Report every line of the data below that contains the string "baby", matching case exactly.

**Outline records for named regions:**

####################

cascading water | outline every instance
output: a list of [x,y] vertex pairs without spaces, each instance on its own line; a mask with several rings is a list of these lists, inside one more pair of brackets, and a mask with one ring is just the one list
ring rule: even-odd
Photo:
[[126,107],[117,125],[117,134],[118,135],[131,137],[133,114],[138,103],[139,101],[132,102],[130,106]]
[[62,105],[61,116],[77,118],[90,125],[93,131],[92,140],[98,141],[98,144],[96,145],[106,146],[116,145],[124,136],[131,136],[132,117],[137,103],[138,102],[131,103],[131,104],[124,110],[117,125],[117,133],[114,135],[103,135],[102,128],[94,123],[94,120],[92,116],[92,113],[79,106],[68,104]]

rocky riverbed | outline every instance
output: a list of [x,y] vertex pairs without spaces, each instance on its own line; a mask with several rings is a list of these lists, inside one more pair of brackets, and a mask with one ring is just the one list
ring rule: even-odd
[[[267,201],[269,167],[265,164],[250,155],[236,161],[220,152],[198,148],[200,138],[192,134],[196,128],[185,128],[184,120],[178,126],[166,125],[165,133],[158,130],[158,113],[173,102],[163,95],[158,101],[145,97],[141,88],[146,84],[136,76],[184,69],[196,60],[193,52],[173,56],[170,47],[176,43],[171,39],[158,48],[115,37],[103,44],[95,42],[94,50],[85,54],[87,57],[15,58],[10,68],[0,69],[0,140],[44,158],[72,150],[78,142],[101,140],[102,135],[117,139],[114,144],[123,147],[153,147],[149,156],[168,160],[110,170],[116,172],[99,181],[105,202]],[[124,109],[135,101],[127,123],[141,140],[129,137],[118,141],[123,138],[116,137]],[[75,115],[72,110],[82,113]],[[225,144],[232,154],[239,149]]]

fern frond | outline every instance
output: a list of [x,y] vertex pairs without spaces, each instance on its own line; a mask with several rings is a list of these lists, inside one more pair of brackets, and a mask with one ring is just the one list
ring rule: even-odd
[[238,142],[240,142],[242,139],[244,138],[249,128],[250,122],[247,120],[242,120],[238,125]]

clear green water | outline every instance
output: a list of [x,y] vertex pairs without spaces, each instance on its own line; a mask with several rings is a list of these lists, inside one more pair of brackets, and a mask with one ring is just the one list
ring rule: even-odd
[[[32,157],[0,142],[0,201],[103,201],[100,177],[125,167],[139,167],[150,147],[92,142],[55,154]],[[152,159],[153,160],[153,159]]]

####################

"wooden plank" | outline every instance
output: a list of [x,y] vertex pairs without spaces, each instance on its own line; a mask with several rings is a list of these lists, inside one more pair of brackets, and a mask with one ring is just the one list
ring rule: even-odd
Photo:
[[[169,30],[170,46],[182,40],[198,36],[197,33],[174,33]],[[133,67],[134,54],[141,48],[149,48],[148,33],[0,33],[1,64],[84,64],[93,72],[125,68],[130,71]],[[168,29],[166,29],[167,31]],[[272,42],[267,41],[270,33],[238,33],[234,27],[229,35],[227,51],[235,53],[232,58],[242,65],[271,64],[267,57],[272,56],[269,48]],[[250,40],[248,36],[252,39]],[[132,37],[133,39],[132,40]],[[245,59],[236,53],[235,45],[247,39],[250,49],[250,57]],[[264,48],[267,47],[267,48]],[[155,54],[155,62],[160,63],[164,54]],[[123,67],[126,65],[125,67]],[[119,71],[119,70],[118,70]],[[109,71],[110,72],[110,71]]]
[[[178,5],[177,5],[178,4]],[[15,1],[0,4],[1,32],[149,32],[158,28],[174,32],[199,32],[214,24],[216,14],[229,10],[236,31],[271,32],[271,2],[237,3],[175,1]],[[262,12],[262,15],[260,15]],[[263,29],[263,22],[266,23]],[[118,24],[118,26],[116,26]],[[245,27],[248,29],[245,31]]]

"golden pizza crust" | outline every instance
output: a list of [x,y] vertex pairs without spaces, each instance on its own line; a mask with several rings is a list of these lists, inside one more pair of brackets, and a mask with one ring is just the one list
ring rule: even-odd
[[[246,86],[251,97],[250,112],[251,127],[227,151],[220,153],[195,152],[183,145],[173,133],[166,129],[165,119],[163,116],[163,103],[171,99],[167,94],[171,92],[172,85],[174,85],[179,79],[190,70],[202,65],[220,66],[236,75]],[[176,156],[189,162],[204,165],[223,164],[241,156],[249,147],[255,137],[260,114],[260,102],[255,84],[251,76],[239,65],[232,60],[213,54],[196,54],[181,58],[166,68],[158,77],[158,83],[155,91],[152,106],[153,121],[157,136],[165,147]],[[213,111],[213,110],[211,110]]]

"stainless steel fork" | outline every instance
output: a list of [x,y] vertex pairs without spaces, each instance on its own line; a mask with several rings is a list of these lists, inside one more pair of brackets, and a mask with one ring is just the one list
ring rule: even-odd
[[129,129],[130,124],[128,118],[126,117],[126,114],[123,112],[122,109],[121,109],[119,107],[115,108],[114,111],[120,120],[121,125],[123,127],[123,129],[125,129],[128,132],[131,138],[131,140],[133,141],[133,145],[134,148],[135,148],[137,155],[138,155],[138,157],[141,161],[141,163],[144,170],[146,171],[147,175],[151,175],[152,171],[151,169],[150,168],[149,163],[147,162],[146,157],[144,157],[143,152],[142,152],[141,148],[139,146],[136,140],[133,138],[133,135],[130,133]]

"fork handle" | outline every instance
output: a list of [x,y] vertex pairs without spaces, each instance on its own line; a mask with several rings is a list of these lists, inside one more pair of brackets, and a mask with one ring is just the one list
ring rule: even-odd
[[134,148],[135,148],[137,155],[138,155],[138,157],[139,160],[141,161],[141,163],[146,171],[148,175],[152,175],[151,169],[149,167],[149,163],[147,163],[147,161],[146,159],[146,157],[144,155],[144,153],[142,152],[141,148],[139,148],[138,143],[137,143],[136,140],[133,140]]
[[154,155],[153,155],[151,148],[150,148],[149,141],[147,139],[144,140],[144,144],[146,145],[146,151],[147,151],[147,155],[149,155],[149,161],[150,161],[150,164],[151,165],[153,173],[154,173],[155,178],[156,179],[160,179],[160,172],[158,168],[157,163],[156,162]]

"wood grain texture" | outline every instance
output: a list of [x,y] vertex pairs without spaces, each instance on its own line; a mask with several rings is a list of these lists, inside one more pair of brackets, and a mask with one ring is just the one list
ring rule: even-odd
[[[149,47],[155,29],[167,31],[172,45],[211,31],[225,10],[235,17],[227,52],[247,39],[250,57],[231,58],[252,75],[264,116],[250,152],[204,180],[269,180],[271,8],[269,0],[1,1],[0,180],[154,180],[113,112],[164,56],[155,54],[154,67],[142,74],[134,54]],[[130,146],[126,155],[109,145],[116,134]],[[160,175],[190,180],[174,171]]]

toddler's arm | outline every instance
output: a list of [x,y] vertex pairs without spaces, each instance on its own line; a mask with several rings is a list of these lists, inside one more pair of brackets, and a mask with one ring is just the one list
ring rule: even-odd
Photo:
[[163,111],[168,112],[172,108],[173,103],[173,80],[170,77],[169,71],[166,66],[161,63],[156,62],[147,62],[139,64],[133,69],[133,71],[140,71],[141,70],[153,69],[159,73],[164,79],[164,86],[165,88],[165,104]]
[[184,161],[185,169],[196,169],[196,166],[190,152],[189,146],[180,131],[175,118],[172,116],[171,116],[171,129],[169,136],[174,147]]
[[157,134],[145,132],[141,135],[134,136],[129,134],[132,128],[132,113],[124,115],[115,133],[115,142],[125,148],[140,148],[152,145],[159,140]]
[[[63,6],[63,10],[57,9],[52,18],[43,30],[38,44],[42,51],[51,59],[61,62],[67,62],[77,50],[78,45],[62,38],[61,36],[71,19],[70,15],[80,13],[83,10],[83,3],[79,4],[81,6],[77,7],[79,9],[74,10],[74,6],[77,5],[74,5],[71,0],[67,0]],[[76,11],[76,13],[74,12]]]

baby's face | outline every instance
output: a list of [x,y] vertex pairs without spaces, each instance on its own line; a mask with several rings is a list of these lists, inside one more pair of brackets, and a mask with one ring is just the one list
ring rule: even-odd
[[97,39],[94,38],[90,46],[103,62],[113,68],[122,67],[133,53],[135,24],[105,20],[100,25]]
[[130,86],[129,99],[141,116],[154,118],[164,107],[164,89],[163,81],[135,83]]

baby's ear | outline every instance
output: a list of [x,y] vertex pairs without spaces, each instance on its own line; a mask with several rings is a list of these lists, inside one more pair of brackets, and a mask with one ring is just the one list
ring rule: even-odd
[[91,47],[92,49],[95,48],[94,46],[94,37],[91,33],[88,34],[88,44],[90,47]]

####################

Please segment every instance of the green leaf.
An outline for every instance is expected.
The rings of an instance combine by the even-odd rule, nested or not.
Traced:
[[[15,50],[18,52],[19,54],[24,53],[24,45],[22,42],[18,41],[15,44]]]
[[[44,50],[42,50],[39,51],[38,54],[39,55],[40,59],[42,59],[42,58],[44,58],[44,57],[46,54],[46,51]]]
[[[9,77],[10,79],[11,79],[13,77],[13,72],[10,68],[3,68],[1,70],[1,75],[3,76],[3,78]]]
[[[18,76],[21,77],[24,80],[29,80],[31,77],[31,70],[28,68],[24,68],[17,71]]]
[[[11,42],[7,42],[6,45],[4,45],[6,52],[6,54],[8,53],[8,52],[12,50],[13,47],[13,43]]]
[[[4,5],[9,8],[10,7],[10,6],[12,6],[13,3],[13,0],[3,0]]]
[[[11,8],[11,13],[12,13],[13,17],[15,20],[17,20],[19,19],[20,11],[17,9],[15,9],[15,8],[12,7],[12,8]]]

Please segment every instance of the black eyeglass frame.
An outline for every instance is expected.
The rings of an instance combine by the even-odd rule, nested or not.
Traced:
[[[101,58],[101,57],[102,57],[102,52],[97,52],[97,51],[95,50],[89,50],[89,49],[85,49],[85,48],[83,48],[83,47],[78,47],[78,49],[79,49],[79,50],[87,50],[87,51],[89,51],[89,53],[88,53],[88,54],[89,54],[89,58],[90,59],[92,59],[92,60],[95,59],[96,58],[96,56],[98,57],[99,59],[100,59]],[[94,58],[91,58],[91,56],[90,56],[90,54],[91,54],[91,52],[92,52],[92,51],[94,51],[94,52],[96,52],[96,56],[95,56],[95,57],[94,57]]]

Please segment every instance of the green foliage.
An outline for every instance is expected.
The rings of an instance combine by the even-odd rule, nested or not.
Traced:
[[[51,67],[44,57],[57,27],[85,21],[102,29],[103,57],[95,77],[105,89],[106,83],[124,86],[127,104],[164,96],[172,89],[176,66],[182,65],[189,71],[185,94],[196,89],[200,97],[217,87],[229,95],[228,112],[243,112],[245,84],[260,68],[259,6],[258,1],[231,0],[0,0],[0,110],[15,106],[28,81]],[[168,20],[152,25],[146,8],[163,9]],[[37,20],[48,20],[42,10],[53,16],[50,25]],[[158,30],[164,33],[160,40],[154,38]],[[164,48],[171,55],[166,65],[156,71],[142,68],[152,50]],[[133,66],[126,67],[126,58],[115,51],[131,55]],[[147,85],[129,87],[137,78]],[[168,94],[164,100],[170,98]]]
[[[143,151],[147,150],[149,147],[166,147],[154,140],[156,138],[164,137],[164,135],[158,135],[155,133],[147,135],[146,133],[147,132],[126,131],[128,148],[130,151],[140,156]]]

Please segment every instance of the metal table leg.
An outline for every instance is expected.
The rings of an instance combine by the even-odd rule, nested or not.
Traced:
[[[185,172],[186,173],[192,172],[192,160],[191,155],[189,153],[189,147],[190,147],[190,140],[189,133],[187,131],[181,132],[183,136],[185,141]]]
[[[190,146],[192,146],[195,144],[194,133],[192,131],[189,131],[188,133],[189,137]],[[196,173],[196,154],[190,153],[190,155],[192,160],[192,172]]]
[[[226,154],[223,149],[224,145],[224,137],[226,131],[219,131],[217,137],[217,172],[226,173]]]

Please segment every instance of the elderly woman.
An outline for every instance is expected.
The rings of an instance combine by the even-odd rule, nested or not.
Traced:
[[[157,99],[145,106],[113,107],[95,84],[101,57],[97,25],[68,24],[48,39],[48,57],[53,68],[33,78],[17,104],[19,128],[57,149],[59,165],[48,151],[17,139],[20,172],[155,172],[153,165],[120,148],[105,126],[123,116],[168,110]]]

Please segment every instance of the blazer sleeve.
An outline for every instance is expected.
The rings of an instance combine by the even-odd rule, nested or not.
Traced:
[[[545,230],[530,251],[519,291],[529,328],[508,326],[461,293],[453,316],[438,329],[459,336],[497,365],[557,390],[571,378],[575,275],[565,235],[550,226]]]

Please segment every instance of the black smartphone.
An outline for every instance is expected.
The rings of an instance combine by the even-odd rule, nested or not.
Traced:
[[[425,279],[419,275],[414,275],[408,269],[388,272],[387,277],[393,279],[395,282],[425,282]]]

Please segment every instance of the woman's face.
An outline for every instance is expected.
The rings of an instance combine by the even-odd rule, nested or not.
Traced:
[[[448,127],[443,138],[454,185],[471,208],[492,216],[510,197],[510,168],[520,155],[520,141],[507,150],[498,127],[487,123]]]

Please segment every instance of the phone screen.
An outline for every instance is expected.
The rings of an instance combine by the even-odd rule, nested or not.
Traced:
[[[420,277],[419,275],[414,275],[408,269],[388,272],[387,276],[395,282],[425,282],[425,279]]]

####################

**Task response:**
baby's face | outline every instance
baby's ear | outline every instance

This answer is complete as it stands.